Work to be completed – Put every line of the listing below into a Markdown table with the columns Row and Line. Number each row and leave out blank lines.
--- BEGIN ---
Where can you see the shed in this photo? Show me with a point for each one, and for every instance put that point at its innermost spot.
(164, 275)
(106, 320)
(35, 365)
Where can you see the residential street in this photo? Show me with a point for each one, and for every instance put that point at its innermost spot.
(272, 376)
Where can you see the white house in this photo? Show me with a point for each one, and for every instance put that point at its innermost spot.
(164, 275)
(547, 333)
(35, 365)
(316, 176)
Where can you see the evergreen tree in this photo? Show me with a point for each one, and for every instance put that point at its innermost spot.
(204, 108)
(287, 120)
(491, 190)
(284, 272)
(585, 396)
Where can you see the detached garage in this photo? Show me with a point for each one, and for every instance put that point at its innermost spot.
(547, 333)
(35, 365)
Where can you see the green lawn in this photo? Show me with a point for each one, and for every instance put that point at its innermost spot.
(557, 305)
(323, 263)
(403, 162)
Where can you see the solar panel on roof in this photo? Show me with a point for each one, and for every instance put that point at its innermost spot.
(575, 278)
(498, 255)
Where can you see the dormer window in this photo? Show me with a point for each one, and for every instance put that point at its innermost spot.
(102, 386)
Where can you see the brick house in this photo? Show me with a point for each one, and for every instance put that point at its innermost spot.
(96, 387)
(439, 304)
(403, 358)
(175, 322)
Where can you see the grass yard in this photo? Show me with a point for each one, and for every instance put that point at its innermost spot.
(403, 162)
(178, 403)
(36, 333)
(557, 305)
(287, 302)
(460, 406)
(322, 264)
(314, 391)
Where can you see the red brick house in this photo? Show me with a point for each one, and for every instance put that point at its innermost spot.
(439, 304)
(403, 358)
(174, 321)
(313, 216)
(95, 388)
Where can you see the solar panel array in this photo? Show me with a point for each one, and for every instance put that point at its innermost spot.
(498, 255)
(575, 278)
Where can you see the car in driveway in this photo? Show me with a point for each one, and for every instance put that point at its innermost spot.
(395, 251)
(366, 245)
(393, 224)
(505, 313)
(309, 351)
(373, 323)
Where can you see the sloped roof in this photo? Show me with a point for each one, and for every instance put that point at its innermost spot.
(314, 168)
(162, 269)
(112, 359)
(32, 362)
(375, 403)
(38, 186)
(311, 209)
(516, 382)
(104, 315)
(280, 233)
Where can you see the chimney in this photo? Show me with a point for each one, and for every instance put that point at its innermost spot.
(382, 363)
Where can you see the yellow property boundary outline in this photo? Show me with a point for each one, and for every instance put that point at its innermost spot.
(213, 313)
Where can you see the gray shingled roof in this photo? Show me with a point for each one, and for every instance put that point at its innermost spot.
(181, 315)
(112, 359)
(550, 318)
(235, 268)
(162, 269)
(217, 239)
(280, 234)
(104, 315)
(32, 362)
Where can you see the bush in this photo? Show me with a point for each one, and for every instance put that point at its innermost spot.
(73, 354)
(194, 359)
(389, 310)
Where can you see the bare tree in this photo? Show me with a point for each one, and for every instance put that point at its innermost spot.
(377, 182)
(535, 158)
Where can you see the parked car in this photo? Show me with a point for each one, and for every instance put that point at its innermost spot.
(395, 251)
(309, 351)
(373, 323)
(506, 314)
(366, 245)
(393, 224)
--- END ---
Written answer –
| Row | Line |
|---|---|
| 1 | Where can you see the shed in this photo? Show me with a point for each one, and for every instance put that point at its innermost spot. |
| 2 | (164, 275) |
| 3 | (106, 320) |
| 4 | (35, 365) |
| 5 | Where can you see the residential street in this photo? Show me with a point for each one, and for every instance put that point at its innermost spot. |
| 6 | (272, 376) |
| 7 | Where can you see the white house in this photo? Show me with a point for each one, and for every instance put that point at its innermost spot. |
| 8 | (164, 275) |
| 9 | (547, 333) |
| 10 | (35, 365) |
| 11 | (316, 176) |
| 12 | Where can you see the evergreen tree in this photo? Show me with a point for each one, and for every instance put that point at its innermost spot. |
| 13 | (204, 108) |
| 14 | (287, 120) |
| 15 | (491, 190) |
| 16 | (284, 272) |
| 17 | (585, 396) |
| 18 | Where can you see the detached garage in this photo? Show me with a point for each one, and for every instance put that point at its innermost spot. |
| 19 | (547, 333) |
| 20 | (35, 365) |
| 21 | Where can you see the green lawn in this photo? Show me with a point for each one, and for every instance put that point at its innermost spot. |
| 22 | (557, 305) |
| 23 | (323, 263) |
| 24 | (403, 162) |
| 25 | Where can you see the solar panel on roof in this photo? Show me with a point for each one, and for every instance put that point at its innermost spot. |
| 26 | (575, 278) |
| 27 | (498, 255) |
| 28 | Where can you see the dormer window in this photo? Show me with a point for each one, and for every instance put that point at its innermost spot. |
| 29 | (102, 386) |
| 30 | Where can you see the brick house in this photo? Show me with a point for each one, and for every instance put that point at its innermost spot. |
| 31 | (96, 387) |
| 32 | (439, 304) |
| 33 | (403, 358) |
| 34 | (175, 322) |
| 35 | Where can you see the grass yard in this photo? Show me with a point for each one, and for every instance put that point at its innermost spot. |
| 36 | (403, 162) |
| 37 | (178, 403) |
| 38 | (36, 333) |
| 39 | (557, 305) |
| 40 | (287, 302) |
| 41 | (460, 406) |
| 42 | (322, 264) |
| 43 | (314, 391) |
| 44 | Where can you see the red brick house in this photo? Show me with a point for each one, and for every instance put that point at its innermost spot. |
| 45 | (439, 304) |
| 46 | (403, 358) |
| 47 | (174, 321) |
| 48 | (313, 216) |
| 49 | (95, 388) |
| 50 | Where can you see the solar panel array in this photo? Show me with a point for each one, and for every instance put that point at its innermost spot. |
| 51 | (498, 255) |
| 52 | (575, 278) |
| 53 | Where can you see the car in driveway in this photo? Show me with a point for each one, and for every instance put that point at its innermost spot. |
| 54 | (395, 251) |
| 55 | (366, 245) |
| 56 | (393, 224) |
| 57 | (505, 313) |
| 58 | (309, 351) |
| 59 | (373, 323) |
| 60 | Where can you see the sloped roof in this photo? Show me with a point for each one, and for every instance put that point at its innermost spot. |
| 61 | (314, 168) |
| 62 | (162, 269) |
| 63 | (112, 359) |
| 64 | (32, 362) |
| 65 | (375, 403) |
| 66 | (38, 186) |
| 67 | (311, 209) |
| 68 | (516, 382) |
| 69 | (104, 315) |
| 70 | (280, 233) |
| 71 | Where can you see the chimney in this photo? Show me with a point for each one, and for every instance put that point at its innermost spot. |
| 72 | (382, 363) |
| 73 | Where can you see the yellow property boundary outline in this photo? Show me with a point for each one, and for every instance put that point at its innermost spot. |
| 74 | (213, 313) |
| 75 | Where can you see the gray shingled roof in this photo? Show me with a point for each one, and for every instance put that point at its innermost spot. |
| 76 | (181, 315) |
| 77 | (112, 359) |
| 78 | (550, 318) |
| 79 | (235, 268) |
| 80 | (162, 269) |
| 81 | (217, 239) |
| 82 | (280, 234) |
| 83 | (104, 315) |
| 84 | (32, 362) |
| 85 | Where can you see the bush in this photo? Show me with a point for each one, and for every instance put that point at its innermost spot. |
| 86 | (73, 354) |
| 87 | (194, 359) |
| 88 | (389, 310) |
| 89 | Where can you see the bare tree in this photo? Show me with a point for each one, and for every instance put that point at its innermost spot. |
| 90 | (377, 182) |
| 91 | (535, 158) |
| 92 | Where can you see the parked car in this photo? Show me with a point for each one, and for every instance put that point at its innermost spot. |
| 93 | (395, 251) |
| 94 | (309, 351) |
| 95 | (373, 323) |
| 96 | (506, 314) |
| 97 | (366, 245) |
| 98 | (393, 224) |